Start of Source records

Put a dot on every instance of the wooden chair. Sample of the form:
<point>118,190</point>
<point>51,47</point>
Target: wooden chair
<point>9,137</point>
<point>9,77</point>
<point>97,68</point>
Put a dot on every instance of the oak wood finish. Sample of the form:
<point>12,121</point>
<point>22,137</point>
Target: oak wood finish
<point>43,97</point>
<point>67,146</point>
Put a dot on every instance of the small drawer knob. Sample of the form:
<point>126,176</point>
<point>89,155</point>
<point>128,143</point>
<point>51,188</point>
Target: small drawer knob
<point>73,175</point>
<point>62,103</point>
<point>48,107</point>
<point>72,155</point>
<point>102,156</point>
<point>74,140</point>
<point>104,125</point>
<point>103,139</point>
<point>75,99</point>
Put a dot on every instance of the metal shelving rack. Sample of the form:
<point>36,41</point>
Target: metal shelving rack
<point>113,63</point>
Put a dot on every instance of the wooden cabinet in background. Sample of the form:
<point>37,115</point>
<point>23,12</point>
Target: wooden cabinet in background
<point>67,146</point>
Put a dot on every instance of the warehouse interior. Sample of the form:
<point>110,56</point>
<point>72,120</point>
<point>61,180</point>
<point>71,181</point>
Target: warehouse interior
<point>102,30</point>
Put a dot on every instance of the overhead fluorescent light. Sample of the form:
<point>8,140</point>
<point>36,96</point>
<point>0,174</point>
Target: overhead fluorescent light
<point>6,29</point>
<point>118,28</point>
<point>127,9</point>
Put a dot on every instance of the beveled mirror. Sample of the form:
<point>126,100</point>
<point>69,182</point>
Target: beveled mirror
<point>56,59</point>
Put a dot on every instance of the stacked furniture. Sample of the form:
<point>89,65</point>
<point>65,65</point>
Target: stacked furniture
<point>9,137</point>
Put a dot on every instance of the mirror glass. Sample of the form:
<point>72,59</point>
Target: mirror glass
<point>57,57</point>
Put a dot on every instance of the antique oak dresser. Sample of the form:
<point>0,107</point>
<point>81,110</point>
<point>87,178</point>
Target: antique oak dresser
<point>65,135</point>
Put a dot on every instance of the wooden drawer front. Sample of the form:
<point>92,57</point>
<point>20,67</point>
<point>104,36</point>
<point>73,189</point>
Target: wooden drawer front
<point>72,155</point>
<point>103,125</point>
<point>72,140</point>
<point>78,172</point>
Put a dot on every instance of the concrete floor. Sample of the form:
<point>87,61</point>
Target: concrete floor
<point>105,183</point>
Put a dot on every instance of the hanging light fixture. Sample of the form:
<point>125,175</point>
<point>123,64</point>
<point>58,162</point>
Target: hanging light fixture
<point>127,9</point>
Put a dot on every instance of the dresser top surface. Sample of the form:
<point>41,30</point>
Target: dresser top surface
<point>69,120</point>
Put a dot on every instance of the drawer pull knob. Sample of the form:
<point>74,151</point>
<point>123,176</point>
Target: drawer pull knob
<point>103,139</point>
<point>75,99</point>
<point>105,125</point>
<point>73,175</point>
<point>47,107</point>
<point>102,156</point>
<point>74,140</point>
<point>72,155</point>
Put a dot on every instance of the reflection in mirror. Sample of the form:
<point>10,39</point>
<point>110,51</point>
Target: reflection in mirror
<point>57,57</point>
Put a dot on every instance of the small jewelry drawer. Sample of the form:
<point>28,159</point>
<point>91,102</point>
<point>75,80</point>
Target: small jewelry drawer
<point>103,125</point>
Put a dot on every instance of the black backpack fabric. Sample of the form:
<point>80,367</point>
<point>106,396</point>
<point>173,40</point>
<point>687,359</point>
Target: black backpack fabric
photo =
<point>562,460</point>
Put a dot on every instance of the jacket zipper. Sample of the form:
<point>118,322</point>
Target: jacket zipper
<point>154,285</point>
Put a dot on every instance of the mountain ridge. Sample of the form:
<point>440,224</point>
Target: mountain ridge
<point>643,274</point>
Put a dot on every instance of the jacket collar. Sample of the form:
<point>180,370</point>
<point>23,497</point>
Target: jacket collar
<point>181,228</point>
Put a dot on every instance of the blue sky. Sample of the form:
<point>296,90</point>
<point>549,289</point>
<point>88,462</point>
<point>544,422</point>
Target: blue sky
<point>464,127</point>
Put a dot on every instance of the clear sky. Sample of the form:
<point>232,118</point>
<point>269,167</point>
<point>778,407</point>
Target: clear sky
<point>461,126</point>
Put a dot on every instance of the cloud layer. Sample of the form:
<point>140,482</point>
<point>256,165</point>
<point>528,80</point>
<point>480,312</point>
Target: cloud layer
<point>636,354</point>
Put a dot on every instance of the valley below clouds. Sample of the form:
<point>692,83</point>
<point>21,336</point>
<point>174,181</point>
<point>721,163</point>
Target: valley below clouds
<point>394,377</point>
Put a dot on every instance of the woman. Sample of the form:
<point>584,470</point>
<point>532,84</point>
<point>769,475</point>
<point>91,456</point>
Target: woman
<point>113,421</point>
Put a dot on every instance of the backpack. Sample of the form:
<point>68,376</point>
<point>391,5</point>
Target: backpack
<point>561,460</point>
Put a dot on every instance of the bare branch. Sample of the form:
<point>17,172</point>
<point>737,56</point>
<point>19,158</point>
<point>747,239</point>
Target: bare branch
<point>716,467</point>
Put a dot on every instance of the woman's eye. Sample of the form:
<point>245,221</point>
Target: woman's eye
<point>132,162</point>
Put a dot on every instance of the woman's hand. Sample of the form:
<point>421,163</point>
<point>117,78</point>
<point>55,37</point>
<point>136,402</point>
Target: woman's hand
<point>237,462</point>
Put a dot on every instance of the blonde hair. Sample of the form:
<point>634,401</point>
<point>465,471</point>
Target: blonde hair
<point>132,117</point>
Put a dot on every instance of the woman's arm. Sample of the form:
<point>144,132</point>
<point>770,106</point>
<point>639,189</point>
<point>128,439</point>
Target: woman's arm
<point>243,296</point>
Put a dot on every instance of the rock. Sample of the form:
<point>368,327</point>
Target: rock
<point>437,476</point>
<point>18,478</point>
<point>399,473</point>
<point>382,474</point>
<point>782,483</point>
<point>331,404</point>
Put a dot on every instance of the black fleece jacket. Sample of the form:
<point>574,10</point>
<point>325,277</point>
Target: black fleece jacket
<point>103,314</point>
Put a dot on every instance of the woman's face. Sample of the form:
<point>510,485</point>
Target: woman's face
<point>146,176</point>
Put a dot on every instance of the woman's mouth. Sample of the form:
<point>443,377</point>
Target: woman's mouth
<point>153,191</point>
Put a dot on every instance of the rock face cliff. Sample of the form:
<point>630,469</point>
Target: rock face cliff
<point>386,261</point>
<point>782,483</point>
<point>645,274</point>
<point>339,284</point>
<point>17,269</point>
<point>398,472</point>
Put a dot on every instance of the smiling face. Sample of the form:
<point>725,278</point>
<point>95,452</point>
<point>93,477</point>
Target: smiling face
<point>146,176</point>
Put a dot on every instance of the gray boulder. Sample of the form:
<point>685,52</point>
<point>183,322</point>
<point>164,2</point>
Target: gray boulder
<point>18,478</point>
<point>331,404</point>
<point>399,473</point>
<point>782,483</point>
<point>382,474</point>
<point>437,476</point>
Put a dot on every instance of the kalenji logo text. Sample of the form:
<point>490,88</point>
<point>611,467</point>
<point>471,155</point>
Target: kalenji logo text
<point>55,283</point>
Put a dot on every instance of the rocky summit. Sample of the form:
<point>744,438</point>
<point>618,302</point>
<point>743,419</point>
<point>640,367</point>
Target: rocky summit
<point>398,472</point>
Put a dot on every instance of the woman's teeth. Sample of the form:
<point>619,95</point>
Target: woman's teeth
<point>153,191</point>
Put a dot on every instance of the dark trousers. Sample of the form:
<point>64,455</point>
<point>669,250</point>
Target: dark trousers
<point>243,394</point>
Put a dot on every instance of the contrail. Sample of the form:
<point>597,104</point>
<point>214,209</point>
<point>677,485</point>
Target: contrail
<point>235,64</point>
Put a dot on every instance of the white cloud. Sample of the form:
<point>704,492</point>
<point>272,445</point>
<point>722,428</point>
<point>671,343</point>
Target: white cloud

End of Source records

- Your instructions -
What is the number of lines in the data that include "fabric"? Answer with that number alone.

- Task solution -
2